# ASSIGNMENT
Scan the entries line by line and return those with "draw".

-------- DATA FOR PROCESSING --------

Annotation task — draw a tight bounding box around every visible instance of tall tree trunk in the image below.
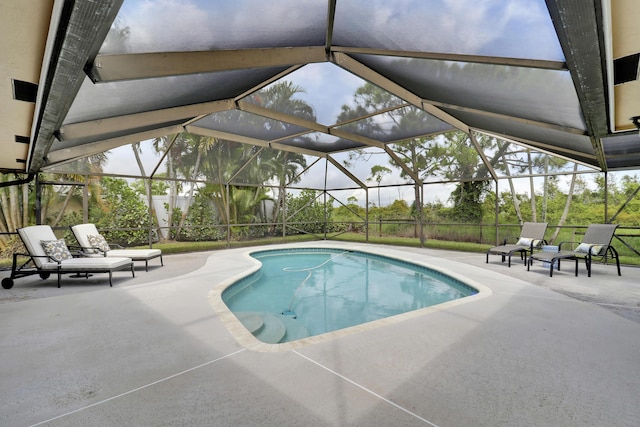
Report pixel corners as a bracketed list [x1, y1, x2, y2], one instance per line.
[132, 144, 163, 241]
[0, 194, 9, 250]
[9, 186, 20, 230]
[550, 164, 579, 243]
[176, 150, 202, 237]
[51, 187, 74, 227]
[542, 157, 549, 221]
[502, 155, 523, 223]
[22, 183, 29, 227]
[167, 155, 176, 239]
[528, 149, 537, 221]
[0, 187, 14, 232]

--------
-------- DATA FOR PROCESSING --------

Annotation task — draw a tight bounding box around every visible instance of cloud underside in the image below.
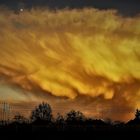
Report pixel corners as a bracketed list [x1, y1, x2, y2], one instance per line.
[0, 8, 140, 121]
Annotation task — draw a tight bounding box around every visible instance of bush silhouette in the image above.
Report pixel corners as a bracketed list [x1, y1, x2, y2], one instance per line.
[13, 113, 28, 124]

--------

# COMPLETED TASK
Annotation task — draw a tight bounding box around every visible instance of tall tree trunk in the image below.
Annotation task — draw a tight bounding box around every visible instance of cloud underside in the image below.
Annotation task — draw a tight bounding box around every visible instance of bush silhouette in the image above.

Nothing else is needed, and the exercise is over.